- Opening Delimiter -

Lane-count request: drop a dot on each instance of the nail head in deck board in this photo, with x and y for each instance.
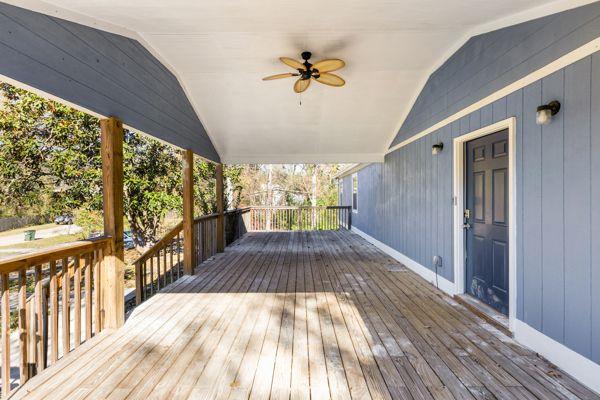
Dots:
(356, 303)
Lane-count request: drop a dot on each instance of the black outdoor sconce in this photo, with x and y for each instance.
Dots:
(436, 148)
(546, 112)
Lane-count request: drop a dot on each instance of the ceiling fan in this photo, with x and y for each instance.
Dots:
(319, 71)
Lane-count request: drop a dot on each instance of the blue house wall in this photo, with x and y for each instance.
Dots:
(108, 74)
(407, 202)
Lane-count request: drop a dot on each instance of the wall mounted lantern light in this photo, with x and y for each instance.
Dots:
(546, 112)
(436, 148)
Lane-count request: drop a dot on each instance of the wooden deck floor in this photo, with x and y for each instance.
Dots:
(302, 315)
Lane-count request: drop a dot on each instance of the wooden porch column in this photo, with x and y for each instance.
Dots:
(112, 275)
(220, 218)
(188, 212)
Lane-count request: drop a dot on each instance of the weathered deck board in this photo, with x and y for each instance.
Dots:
(295, 315)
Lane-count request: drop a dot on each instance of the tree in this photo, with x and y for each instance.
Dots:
(50, 163)
(152, 183)
(205, 187)
(49, 155)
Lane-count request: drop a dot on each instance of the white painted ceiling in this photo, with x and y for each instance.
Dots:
(220, 50)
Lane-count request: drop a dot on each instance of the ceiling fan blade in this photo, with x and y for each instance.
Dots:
(292, 63)
(330, 79)
(301, 85)
(329, 65)
(279, 76)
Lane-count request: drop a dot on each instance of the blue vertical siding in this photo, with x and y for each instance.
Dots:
(489, 62)
(595, 212)
(106, 73)
(406, 202)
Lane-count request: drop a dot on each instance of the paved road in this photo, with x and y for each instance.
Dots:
(40, 234)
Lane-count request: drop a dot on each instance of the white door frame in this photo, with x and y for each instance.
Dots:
(459, 207)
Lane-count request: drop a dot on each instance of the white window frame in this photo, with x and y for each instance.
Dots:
(355, 203)
(459, 206)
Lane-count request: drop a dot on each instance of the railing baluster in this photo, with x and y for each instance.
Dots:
(66, 309)
(139, 287)
(151, 275)
(39, 312)
(5, 335)
(97, 292)
(178, 255)
(53, 313)
(171, 257)
(164, 267)
(77, 299)
(23, 366)
(87, 282)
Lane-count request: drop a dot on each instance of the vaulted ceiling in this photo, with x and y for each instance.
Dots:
(220, 50)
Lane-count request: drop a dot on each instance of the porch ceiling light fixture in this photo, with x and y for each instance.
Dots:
(546, 112)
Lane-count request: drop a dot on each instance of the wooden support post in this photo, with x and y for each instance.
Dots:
(112, 275)
(220, 218)
(188, 212)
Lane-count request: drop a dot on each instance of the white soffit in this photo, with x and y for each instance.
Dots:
(220, 50)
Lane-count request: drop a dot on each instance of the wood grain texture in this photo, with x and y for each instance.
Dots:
(188, 212)
(113, 278)
(219, 192)
(297, 315)
(491, 61)
(556, 180)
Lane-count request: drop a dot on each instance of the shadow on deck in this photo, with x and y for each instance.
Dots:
(301, 315)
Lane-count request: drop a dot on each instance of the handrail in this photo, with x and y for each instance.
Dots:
(300, 218)
(16, 263)
(158, 245)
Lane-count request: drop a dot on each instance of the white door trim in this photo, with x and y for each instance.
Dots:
(459, 206)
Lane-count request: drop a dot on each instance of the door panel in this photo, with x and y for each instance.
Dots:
(487, 221)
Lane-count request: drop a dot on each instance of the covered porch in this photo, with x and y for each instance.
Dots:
(302, 314)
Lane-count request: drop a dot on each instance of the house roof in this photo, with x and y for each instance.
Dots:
(219, 51)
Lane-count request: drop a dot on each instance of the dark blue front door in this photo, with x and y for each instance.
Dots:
(486, 220)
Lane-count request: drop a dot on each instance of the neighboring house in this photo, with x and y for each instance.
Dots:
(489, 190)
(507, 211)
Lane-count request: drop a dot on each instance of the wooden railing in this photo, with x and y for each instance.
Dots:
(160, 265)
(299, 218)
(50, 302)
(236, 224)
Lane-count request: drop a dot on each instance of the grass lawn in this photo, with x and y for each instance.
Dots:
(42, 243)
(21, 230)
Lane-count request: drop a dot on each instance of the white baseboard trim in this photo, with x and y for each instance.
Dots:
(427, 274)
(581, 368)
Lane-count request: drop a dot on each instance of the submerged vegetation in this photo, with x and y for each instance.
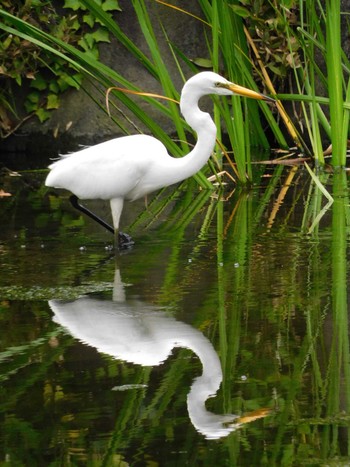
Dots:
(276, 46)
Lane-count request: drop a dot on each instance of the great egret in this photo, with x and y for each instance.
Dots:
(130, 167)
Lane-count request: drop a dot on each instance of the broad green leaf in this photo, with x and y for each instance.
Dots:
(111, 5)
(241, 11)
(101, 35)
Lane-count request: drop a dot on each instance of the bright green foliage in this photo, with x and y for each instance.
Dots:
(42, 76)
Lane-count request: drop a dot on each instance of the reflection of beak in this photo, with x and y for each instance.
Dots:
(241, 91)
(255, 415)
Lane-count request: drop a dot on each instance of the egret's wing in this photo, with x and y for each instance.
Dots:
(108, 170)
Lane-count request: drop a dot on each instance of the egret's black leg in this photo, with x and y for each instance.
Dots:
(124, 240)
(75, 203)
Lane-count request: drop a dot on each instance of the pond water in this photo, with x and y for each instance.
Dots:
(220, 338)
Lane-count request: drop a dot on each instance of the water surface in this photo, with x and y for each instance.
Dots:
(221, 338)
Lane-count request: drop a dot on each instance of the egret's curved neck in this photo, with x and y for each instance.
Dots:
(203, 125)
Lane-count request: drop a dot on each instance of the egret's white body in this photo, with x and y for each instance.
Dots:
(130, 167)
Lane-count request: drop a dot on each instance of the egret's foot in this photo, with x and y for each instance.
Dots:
(124, 241)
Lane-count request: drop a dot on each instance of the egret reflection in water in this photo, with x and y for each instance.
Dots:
(136, 332)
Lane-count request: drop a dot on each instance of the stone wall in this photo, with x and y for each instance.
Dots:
(79, 121)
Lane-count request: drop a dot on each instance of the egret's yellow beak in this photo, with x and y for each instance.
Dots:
(242, 91)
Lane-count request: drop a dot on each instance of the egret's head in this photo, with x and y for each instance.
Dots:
(212, 83)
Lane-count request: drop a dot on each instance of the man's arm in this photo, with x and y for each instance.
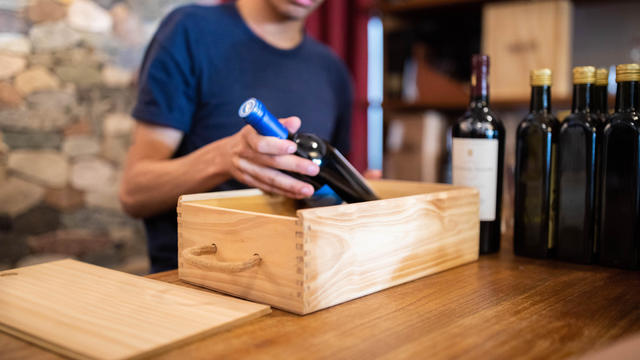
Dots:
(153, 181)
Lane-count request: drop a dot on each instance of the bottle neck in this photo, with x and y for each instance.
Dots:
(581, 97)
(479, 87)
(600, 99)
(540, 99)
(628, 96)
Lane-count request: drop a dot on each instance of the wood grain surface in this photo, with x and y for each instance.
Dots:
(520, 36)
(500, 307)
(352, 251)
(88, 312)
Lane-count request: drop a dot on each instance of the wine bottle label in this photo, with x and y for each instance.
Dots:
(475, 164)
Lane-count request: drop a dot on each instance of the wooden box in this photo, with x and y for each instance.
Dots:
(264, 249)
(521, 36)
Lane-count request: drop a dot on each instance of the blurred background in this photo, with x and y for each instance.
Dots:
(68, 83)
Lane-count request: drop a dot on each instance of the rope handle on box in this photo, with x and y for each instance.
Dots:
(195, 256)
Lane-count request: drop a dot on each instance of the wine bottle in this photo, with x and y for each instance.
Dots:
(577, 173)
(335, 170)
(620, 210)
(535, 182)
(478, 154)
(600, 95)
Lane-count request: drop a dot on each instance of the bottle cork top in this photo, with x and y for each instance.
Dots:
(602, 76)
(628, 72)
(540, 77)
(584, 75)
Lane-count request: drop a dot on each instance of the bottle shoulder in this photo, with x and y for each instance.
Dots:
(543, 121)
(587, 120)
(479, 122)
(625, 120)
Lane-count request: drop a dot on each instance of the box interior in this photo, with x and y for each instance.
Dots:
(282, 206)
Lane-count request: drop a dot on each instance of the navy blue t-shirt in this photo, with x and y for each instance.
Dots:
(202, 63)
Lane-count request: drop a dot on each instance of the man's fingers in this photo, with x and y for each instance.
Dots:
(275, 179)
(292, 123)
(268, 144)
(287, 162)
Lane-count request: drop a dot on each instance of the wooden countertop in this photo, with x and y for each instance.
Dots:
(500, 307)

- Closing Delimiter -

> [Exercise goal]: In the entries above, find the line with "the white soffit" and the line with "wood grain texture", then restate word for word both of them and every line between, with nothing more.

> [Expected answer]:
Lane-count request: drop a dot on each instance of the white soffit in this photo, with x and y for each instance.
Dots:
(220, 50)
Lane-count request: drop a dot on each instance of the wood grain texture in this photo, with x and y for each instance.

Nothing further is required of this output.